In recent years, CAT has grown in popularity mainly due to the advantages of CAT over traditional paper-and-pencil tests. CAT is not beneficial in all applications, for instance, personality tests, but in skills tests, it is unbeatable. In fact, the disadvantages that researchers note are all nullified when using online skills assessments for IT professionals. For example, some of these disadvantages are the test-takers fear or unfamiliarity of computers, the expense of building a testing center, and the difficulty in finding an existing testing center that is proctored and has convenient hours (Kline, 1986; Pinsoneault, 1996; Federico, 1996).

→ **TASK GOAL**: In the CAT passage, what kind of test is given as an example where CAT is not beneficial?

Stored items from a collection
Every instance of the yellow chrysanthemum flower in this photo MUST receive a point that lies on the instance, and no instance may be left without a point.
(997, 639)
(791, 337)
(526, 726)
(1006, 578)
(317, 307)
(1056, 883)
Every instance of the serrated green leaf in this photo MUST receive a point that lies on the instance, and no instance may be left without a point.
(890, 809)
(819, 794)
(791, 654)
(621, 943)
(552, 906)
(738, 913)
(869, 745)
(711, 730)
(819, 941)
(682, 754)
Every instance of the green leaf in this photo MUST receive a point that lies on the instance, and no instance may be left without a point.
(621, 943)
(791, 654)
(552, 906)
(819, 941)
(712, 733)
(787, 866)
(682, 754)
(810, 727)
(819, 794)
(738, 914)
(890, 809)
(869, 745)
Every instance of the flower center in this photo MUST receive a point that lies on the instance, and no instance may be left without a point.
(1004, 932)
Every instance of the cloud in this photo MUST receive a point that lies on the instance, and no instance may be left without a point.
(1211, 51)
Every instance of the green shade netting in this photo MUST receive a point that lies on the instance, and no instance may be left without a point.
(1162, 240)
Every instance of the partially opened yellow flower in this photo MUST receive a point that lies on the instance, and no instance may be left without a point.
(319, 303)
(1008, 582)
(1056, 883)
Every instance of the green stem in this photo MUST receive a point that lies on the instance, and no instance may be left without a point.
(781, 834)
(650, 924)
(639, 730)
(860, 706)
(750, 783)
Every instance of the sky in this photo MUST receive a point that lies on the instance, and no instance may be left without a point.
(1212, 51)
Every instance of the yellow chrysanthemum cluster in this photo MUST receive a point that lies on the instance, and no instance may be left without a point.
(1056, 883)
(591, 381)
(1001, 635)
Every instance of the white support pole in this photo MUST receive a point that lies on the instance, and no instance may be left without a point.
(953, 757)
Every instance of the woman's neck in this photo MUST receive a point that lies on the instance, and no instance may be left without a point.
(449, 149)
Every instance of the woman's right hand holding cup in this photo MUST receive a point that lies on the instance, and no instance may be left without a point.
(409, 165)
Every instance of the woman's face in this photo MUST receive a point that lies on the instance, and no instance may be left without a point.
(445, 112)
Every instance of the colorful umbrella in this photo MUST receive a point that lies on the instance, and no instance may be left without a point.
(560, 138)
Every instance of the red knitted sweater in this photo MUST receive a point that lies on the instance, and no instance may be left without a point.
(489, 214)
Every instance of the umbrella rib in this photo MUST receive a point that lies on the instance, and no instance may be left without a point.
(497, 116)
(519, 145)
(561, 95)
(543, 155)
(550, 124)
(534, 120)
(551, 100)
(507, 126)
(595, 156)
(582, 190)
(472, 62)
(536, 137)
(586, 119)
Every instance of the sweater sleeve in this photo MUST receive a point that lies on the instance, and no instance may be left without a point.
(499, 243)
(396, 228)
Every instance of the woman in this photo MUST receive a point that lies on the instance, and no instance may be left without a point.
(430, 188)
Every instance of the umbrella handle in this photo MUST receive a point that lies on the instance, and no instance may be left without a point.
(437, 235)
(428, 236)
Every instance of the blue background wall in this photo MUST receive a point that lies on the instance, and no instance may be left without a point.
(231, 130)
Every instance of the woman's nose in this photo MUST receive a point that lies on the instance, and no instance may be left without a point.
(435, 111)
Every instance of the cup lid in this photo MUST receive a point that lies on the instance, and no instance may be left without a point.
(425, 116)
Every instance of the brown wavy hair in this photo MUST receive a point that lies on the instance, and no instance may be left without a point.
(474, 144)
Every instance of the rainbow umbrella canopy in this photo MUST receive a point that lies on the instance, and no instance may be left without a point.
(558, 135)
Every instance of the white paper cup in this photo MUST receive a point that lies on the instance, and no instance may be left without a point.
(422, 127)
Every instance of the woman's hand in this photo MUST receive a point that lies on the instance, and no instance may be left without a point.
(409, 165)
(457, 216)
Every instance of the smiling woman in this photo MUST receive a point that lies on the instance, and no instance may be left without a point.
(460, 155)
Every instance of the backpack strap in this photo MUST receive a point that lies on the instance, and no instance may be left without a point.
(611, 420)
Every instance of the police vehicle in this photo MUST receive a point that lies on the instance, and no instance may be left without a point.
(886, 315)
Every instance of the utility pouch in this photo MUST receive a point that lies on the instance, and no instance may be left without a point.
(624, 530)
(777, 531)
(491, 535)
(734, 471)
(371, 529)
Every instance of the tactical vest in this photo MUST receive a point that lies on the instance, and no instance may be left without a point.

→ **EXPECTED ANSWER**: Personality tests.